Ферсман обладал талантом заражать своими блистательными идеями всех, кто находился вокруг него, и был он при этом так легок, так прост в общении, что ему можно было простить все, даже его утопические фантазии. Так они в тот раз, слушая, и воспринимали его, улыбаясь, даже чуть снисходительно, быть может, тщательно пряча эту снисходительность в работу. Академик прекрасно заметил и иронию, и "усердную работу", – он всегда все замечал, но, не подав и вида, продолжал "рисовать" картину воображаемого города. А работа их в тот момент заключалась в строительстве пока первого в Монче-тундре жилья – шалаша из корья. В шалаш они поставили печку-"буржуйку", которую привезли с собой, раскалили ее докрасна. Горячий дух потянулся вверх.

Четыре одержимых человека сидят в шалаше, греются у печки-"буржуйки", мечтают о свершении чуда, которое они своим присутствием в этой полярной ночи по­родили...

Экспедиция возвращалась с победой. На нартах лежало несколько пудов породы для первых лабораторных исследований...
++++
## ЗАДАНИЕ 1
Перескажите короче абзац отрывка о Ферсмане, начинающийся словами «Ферсман обладал талантом», сохранив его главные факты.
## ЗАДАНИЕ 2
Каким было первое жильё в Монче-тундре, согласно отрывку о Ферсмане?
## ЗАДАНИЕ 3
Напишите продолжение отрывка о Ферсмане, начиная сразу после его последнего предложения.

## СОХРАНЁННЫЕ ДАННЫЕ
++++
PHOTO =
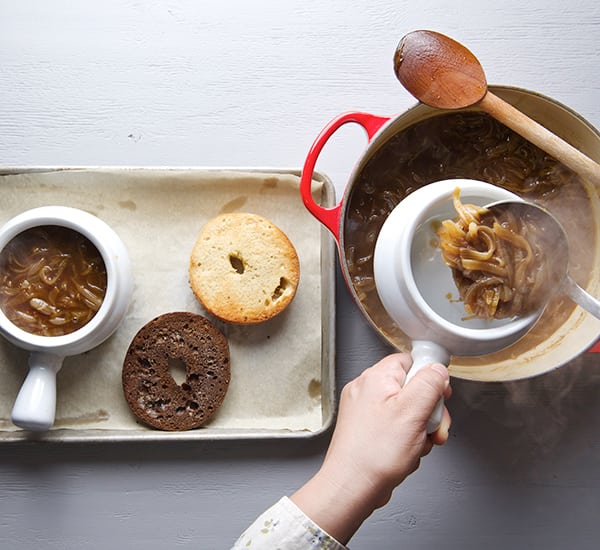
++++
## ОЖИДАЕМЫЙ ОТВЕТ 1
Ферсман умел увлекать всех своими идеями и был так прост в общении, что ему прощали даже утопические фантазии. Слушатели воспринимали его с улыбкой и скрытой снисходительностью, пряча её в работу. Академик заметил их иронию, но продолжал описывать воображаемый город. Они тем временем строили первое в Монче-тундре жильё, шалаш из корья. В него они поставили привезённую печку-«буржуйку» и раскалили её докрасна, так что горячий дух потянулся вверх.

## ОЖИДАЕМЫЙ ОТВЕТ 2
Шалаш из корья.

## ОЖИДАЕМЫЙ ОТВЕТ 3
С этого времени надо считать начало планомерного изучения этого района.

По инициативе комитета комсомола Ленинградского горного института в составе Монче-тундровской экспедиции на летний сезон 1932 года была организована комсомольская геолого-поисковая партия – геологи, геофизики, топографы. Начальник экспедиции – выпускник ЛГИ, молодой геолог Д. Шифрин, прора­бы – студенты М. Равич, Ш. Рутштейн, Н. Зонтов, В. Чибисова, С. Попов.

В конце мая 1932 года участники экспедиции съезжались на станцию Имандра, где в сереньком деревянном домике, приютившемся на берегу озера, расположилась временная база. Поч­ти все прибыли в Заполярье первый раз.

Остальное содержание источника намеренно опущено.